Segment Start: The data

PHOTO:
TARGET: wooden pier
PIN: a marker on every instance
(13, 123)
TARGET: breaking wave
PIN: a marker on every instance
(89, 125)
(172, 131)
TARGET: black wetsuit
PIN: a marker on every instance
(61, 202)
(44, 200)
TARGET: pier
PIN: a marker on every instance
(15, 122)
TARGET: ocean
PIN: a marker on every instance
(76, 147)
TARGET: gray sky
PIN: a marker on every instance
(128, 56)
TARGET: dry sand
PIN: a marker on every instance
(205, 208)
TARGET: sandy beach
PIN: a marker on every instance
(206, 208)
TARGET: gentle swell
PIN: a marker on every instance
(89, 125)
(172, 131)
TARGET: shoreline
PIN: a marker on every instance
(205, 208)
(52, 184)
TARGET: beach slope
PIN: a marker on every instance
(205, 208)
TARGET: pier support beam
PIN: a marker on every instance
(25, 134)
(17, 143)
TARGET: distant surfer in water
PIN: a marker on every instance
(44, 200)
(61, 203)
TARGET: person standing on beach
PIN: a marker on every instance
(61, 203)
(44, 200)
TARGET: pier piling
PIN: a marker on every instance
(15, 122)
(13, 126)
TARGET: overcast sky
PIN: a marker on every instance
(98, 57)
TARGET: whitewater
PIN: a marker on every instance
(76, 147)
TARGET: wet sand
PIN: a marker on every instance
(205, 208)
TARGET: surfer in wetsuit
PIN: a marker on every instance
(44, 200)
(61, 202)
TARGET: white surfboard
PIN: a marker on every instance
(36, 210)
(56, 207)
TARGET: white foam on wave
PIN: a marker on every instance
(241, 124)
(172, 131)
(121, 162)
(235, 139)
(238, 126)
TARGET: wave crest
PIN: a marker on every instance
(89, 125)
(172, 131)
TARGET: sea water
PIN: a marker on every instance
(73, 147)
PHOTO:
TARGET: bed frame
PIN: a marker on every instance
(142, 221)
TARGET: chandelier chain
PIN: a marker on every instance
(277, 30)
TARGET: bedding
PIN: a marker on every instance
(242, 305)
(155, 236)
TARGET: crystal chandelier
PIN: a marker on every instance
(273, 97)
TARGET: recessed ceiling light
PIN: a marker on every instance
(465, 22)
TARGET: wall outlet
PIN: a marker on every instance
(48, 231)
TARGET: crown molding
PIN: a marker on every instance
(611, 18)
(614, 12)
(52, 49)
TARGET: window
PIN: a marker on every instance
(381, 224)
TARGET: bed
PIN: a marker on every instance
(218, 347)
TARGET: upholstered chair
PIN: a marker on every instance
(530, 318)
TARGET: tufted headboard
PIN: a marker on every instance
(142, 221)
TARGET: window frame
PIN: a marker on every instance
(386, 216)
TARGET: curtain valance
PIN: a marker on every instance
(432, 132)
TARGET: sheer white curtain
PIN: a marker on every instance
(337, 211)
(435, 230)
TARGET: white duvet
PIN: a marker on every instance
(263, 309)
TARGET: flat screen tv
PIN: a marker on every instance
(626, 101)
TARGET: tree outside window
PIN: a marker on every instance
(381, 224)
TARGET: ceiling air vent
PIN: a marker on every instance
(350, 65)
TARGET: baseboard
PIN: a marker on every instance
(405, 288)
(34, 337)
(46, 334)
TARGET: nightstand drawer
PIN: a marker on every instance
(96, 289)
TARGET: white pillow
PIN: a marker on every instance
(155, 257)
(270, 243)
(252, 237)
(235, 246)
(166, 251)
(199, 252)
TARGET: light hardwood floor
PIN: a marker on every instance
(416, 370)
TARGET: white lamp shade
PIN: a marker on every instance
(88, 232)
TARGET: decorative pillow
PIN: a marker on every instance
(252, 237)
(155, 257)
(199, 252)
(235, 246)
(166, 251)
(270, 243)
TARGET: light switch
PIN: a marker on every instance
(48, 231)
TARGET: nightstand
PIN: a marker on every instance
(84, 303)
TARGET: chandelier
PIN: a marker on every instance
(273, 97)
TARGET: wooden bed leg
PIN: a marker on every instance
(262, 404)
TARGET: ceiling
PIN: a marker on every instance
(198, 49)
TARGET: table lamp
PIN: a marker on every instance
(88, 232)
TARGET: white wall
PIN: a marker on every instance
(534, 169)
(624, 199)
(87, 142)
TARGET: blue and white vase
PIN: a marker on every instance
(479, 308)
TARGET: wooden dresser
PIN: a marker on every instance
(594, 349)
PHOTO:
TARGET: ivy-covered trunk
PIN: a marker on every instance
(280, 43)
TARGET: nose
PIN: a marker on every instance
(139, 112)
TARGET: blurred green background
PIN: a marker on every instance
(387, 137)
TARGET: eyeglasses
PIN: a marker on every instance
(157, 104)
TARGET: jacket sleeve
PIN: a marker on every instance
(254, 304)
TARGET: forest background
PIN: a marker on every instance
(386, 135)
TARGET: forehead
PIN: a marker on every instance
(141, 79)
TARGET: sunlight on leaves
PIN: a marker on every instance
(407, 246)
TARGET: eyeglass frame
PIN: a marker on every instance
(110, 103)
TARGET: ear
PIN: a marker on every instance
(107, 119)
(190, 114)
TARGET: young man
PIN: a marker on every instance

Segment End: The data

Work instructions >>
Extract the data exactly as given.

Worked solution >>
PHOTO:
TARGET: wooden pier
PIN: a marker on every instance
(13, 123)
TARGET: breaking wave
PIN: a marker on every instance
(89, 125)
(172, 131)
TARGET: black wetsuit
PIN: a marker on every instance
(61, 202)
(44, 200)
TARGET: pier
PIN: a marker on every instance
(15, 122)
TARGET: ocean
PIN: a marker on every instance
(76, 147)
TARGET: gray sky
PIN: a marker on every instance
(128, 56)
TARGET: dry sand
PIN: a marker on every instance
(205, 208)
TARGET: sandy beach
PIN: a marker on every instance
(206, 208)
TARGET: gentle swell
PIN: a marker on every instance
(89, 125)
(172, 131)
TARGET: shoreline
PIN: a marker on every instance
(205, 208)
(52, 184)
TARGET: beach slope
PIN: a marker on every instance
(205, 208)
TARGET: pier support beam
PIN: a marker on every instance
(25, 134)
(17, 143)
TARGET: distant surfer in water
PIN: a marker on every instance
(44, 200)
(61, 203)
TARGET: person standing on beach
PIN: a marker on every instance
(61, 203)
(44, 200)
TARGET: pier piling
PIN: a marker on every instance
(15, 122)
(13, 126)
TARGET: overcast sky
PIN: a marker on every instance
(98, 57)
TARGET: whitewater
PIN: a marker on every instance
(76, 147)
TARGET: wet sand
PIN: a marker on every instance
(205, 208)
TARGET: surfer in wetsuit
PIN: a marker on every instance
(44, 200)
(61, 202)
TARGET: white surfboard
PIN: a marker on every instance
(36, 210)
(56, 207)
TARGET: white foam on wave
PIN: a marker on every instance
(241, 124)
(172, 131)
(121, 162)
(235, 139)
(238, 126)
TARGET: wave crest
PIN: a marker on every instance
(89, 125)
(172, 131)
TARGET: sea water
PIN: a marker on every instance
(73, 147)
PHOTO:
TARGET: bed frame
PIN: a marker on every instance
(142, 221)
TARGET: chandelier chain
PIN: a marker on every instance
(277, 30)
TARGET: bedding
PIN: a marker on every instance
(242, 305)
(155, 236)
TARGET: crystal chandelier
PIN: a marker on every instance
(273, 97)
TARGET: recessed ceiling light
PIN: a marker on every instance
(465, 22)
TARGET: wall outlet
PIN: a marker on every instance
(48, 231)
TARGET: crown molding
PIN: a marker on every instance
(611, 18)
(614, 12)
(52, 49)
TARGET: window
PIN: a marker on every instance
(381, 224)
TARGET: bed
PIN: a marker on every instance
(218, 347)
TARGET: upholstered chair
PIN: a marker on every instance
(530, 318)
TARGET: tufted headboard
PIN: a marker on every instance
(142, 221)
TARGET: window frame
PIN: a marker on every instance
(386, 216)
TARGET: curtain valance
PIN: a marker on every instance
(432, 132)
TARGET: sheer white curtain
PIN: a marker on every instance
(337, 211)
(435, 230)
TARGET: white duvet
PIN: a marker on every instance
(263, 309)
TARGET: flat screen tv
PIN: a marker on every instance
(626, 101)
TARGET: tree outside window
PIN: a marker on every instance
(381, 224)
TARGET: ceiling air vent
PIN: a marker on every instance
(350, 65)
TARGET: baseboard
PIN: a marker on every instance
(405, 288)
(34, 337)
(46, 334)
TARGET: nightstand drawer
PIN: a marker on every instance
(96, 289)
TARGET: white pillow
PIN: a marker on every instance
(155, 257)
(270, 243)
(252, 237)
(235, 246)
(166, 251)
(199, 252)
TARGET: light hardwood floor
PIN: a marker on every instance
(416, 370)
TARGET: white lamp shade
PIN: a marker on every instance
(88, 232)
TARGET: decorative pillow
PIN: a marker on every instance
(252, 237)
(155, 257)
(199, 252)
(235, 246)
(166, 251)
(270, 243)
TARGET: light switch
PIN: a marker on every instance
(48, 231)
TARGET: nightstand
PIN: a marker on every instance
(84, 303)
TARGET: chandelier
PIN: a marker on every instance
(273, 97)
TARGET: wooden bed leg
PIN: a marker on every instance
(262, 404)
TARGET: ceiling
PIN: a marker on every instance
(198, 49)
TARGET: table lamp
PIN: a marker on every instance
(88, 232)
TARGET: white wall
PIN: a marker on every instance
(534, 169)
(624, 199)
(87, 142)
TARGET: blue and white vase
PIN: a marker on every instance
(479, 308)
TARGET: wooden dresser
PIN: a marker on every instance
(594, 349)
PHOTO:
TARGET: ivy-covered trunk
PIN: a marker on every instance
(280, 43)
TARGET: nose
PIN: a marker on every instance
(139, 112)
TARGET: blurred green background
PIN: a marker on every instance
(387, 137)
TARGET: eyeglasses
PIN: a marker on every instance
(157, 104)
TARGET: jacket sleeve
PIN: a marker on every instance
(254, 304)
TARGET: forest background
PIN: a marker on every instance
(386, 135)
TARGET: forehead
PIN: a marker on every instance
(141, 79)
TARGET: sunlight on leaves
PIN: a marker on every instance
(407, 246)
TARGET: eyeglass frame
PIN: a marker on every instance
(110, 103)
TARGET: ear
PIN: a marker on every instance
(107, 119)
(190, 114)
TARGET: young man
PIN: a marker on every instance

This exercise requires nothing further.